* **Task details**: Copy out each line of the entries where the word "brown" is present.

* **Entries shown**:

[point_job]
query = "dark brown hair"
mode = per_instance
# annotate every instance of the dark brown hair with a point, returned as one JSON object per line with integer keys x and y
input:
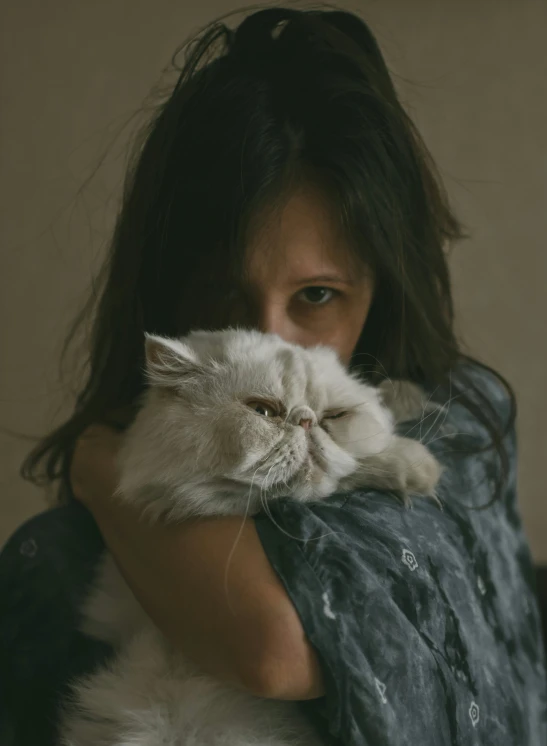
{"x": 288, "y": 96}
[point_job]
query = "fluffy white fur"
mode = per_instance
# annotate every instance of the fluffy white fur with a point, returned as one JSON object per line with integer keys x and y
{"x": 231, "y": 421}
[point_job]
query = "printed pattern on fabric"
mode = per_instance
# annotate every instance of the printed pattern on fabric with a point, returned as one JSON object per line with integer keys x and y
{"x": 425, "y": 620}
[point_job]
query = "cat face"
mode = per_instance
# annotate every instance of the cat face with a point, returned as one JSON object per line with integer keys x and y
{"x": 249, "y": 417}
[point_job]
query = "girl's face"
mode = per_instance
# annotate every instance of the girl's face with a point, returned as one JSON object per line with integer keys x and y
{"x": 301, "y": 281}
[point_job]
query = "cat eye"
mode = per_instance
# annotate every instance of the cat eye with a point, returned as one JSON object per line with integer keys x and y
{"x": 266, "y": 409}
{"x": 335, "y": 415}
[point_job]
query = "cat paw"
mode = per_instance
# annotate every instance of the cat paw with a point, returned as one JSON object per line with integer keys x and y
{"x": 418, "y": 473}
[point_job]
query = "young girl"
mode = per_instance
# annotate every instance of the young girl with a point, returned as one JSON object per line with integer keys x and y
{"x": 282, "y": 187}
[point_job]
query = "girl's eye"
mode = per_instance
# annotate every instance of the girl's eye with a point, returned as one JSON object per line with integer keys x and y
{"x": 263, "y": 408}
{"x": 317, "y": 295}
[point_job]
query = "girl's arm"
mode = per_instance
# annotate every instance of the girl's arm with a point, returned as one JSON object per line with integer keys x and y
{"x": 233, "y": 619}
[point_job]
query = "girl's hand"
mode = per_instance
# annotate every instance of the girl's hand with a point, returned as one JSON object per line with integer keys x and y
{"x": 93, "y": 471}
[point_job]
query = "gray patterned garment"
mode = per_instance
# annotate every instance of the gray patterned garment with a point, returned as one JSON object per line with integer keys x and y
{"x": 425, "y": 621}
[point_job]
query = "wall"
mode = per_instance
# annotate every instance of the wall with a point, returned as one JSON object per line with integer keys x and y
{"x": 473, "y": 75}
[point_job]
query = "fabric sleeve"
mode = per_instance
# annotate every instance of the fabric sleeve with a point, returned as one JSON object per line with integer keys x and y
{"x": 425, "y": 621}
{"x": 45, "y": 568}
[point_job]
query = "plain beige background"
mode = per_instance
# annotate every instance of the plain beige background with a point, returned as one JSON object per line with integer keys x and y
{"x": 473, "y": 74}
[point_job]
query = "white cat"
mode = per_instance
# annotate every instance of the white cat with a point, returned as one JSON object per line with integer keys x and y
{"x": 231, "y": 421}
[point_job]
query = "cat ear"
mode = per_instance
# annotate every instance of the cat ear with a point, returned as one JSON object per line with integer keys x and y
{"x": 169, "y": 361}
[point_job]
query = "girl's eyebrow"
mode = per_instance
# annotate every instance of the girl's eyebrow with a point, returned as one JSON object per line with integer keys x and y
{"x": 317, "y": 279}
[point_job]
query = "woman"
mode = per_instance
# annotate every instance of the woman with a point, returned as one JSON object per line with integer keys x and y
{"x": 282, "y": 186}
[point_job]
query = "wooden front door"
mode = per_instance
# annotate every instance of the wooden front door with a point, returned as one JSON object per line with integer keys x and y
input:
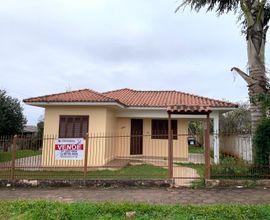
{"x": 136, "y": 137}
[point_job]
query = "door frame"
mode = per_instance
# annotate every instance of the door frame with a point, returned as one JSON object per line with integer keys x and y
{"x": 139, "y": 138}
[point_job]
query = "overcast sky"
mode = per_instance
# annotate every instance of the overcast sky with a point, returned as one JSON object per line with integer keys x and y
{"x": 54, "y": 45}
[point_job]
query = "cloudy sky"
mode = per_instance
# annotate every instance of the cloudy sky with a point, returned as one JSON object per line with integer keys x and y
{"x": 56, "y": 45}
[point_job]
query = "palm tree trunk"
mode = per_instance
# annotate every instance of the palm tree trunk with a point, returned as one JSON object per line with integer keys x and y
{"x": 256, "y": 78}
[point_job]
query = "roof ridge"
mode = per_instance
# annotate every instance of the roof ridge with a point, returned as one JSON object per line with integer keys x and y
{"x": 117, "y": 90}
{"x": 60, "y": 93}
{"x": 185, "y": 93}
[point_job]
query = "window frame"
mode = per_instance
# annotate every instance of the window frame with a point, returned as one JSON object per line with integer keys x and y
{"x": 73, "y": 117}
{"x": 164, "y": 135}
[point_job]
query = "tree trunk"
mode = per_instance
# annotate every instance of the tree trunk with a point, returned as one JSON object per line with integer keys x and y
{"x": 256, "y": 78}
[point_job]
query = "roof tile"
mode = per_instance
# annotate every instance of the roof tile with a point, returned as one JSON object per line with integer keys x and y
{"x": 134, "y": 98}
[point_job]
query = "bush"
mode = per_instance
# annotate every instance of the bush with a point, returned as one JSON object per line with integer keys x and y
{"x": 230, "y": 167}
{"x": 262, "y": 142}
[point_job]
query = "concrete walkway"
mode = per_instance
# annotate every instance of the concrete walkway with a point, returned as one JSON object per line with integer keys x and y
{"x": 155, "y": 196}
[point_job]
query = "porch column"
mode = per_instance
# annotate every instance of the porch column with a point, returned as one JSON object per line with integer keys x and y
{"x": 170, "y": 147}
{"x": 216, "y": 137}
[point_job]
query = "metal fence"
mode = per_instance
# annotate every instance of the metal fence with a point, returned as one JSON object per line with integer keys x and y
{"x": 105, "y": 156}
{"x": 129, "y": 157}
{"x": 236, "y": 159}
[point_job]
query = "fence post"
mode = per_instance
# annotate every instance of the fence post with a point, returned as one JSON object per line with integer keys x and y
{"x": 207, "y": 148}
{"x": 14, "y": 143}
{"x": 170, "y": 148}
{"x": 85, "y": 156}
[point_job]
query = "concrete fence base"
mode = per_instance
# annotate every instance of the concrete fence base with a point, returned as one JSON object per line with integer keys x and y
{"x": 215, "y": 183}
{"x": 87, "y": 183}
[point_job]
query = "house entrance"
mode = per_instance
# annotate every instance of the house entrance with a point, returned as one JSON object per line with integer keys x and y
{"x": 136, "y": 137}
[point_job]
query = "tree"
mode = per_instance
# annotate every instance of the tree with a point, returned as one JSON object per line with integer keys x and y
{"x": 254, "y": 16}
{"x": 238, "y": 121}
{"x": 12, "y": 119}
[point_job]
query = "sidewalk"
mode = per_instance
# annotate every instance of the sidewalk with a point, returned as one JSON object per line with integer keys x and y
{"x": 156, "y": 196}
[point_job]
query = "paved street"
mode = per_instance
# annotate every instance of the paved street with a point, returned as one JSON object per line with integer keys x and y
{"x": 162, "y": 195}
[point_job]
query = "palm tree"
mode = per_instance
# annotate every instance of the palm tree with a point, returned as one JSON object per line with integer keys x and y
{"x": 254, "y": 16}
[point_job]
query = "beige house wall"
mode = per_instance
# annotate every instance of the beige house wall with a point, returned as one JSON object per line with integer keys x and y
{"x": 152, "y": 147}
{"x": 97, "y": 126}
{"x": 116, "y": 143}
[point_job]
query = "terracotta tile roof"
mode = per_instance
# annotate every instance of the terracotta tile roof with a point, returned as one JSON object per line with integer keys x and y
{"x": 133, "y": 98}
{"x": 184, "y": 109}
{"x": 136, "y": 98}
{"x": 84, "y": 95}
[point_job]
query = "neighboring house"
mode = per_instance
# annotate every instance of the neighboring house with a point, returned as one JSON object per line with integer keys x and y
{"x": 29, "y": 130}
{"x": 122, "y": 112}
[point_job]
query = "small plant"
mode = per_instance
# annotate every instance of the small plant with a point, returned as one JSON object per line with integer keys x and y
{"x": 262, "y": 142}
{"x": 231, "y": 167}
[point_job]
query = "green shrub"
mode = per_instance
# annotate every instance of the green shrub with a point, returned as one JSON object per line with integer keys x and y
{"x": 230, "y": 167}
{"x": 262, "y": 142}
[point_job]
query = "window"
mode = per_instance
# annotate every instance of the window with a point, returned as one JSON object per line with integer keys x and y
{"x": 73, "y": 126}
{"x": 160, "y": 129}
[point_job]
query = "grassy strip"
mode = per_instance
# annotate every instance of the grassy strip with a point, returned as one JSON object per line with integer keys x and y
{"x": 199, "y": 183}
{"x": 56, "y": 210}
{"x": 7, "y": 156}
{"x": 144, "y": 171}
{"x": 195, "y": 149}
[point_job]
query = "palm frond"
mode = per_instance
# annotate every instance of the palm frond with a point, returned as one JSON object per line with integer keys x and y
{"x": 220, "y": 6}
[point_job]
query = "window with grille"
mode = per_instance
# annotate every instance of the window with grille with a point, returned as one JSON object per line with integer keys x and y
{"x": 73, "y": 126}
{"x": 160, "y": 129}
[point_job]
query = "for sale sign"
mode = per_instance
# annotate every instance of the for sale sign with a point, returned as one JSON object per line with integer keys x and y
{"x": 69, "y": 149}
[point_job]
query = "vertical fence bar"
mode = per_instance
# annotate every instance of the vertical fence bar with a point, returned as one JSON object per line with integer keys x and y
{"x": 207, "y": 148}
{"x": 170, "y": 148}
{"x": 13, "y": 157}
{"x": 85, "y": 156}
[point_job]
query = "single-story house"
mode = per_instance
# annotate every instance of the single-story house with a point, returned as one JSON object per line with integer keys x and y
{"x": 125, "y": 113}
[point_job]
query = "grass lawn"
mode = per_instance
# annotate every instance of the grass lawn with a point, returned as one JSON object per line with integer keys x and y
{"x": 7, "y": 156}
{"x": 56, "y": 210}
{"x": 199, "y": 183}
{"x": 195, "y": 149}
{"x": 144, "y": 171}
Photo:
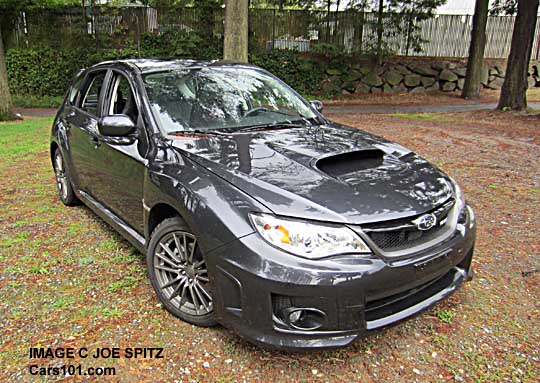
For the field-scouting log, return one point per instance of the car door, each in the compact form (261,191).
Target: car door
(120,161)
(81,120)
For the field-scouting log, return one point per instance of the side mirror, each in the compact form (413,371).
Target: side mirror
(317,105)
(118,125)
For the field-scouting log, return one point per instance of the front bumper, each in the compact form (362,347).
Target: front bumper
(256,286)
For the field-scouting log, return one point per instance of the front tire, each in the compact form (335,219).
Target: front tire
(63,182)
(178,273)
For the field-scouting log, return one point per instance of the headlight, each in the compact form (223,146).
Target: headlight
(458,194)
(307,239)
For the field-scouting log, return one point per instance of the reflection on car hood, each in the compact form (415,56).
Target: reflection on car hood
(279,168)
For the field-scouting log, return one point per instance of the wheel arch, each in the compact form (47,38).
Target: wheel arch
(54,145)
(158,213)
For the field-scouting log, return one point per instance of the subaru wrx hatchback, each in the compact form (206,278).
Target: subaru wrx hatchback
(253,209)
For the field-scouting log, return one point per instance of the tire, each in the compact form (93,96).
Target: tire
(63,181)
(180,278)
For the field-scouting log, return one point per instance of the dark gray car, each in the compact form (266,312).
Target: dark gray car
(253,209)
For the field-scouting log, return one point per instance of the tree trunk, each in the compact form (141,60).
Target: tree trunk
(6,107)
(235,45)
(514,89)
(471,89)
(380,28)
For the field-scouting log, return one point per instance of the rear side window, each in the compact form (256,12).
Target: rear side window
(90,102)
(123,99)
(75,90)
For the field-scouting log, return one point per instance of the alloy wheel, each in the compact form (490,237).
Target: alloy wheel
(181,273)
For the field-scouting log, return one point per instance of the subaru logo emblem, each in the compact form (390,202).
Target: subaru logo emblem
(425,222)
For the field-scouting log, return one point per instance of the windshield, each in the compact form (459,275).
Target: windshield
(222,98)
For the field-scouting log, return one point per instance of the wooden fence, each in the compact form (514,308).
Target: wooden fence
(110,27)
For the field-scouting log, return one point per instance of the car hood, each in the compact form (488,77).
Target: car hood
(326,172)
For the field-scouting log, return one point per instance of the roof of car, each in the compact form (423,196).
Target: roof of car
(153,65)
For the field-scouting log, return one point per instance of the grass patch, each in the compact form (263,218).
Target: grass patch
(33,101)
(22,138)
(125,283)
(446,316)
(436,117)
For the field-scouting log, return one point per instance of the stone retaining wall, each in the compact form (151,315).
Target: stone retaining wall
(414,77)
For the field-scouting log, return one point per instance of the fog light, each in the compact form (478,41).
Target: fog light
(305,319)
(295,316)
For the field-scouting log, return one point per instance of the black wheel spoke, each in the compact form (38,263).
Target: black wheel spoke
(203,289)
(177,288)
(182,273)
(167,260)
(194,299)
(200,297)
(168,251)
(170,283)
(165,268)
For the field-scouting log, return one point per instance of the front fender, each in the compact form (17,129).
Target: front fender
(215,210)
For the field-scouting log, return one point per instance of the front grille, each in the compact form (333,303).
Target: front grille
(402,234)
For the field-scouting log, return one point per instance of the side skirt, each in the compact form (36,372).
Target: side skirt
(115,221)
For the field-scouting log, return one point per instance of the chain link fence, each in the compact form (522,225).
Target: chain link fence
(301,30)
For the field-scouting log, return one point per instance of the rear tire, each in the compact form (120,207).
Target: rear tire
(63,181)
(178,273)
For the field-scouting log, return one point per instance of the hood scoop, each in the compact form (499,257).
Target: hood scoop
(361,165)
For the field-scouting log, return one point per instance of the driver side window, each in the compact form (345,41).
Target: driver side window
(123,99)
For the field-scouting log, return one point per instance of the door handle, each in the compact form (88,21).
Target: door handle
(95,140)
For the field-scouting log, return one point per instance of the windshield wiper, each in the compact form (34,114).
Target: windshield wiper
(273,125)
(199,132)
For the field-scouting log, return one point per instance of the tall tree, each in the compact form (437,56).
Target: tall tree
(6,107)
(471,89)
(380,29)
(514,89)
(235,44)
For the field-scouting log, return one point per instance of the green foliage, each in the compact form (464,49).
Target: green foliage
(36,101)
(302,73)
(177,43)
(42,71)
(39,77)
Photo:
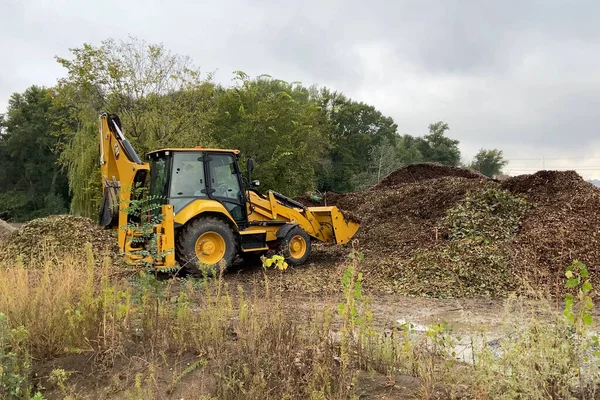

* **The answer**:
query = "dark brown hair"
# annotate every instance of the dark brown hair with a point, returned as one JSON object per line with integer keys x and y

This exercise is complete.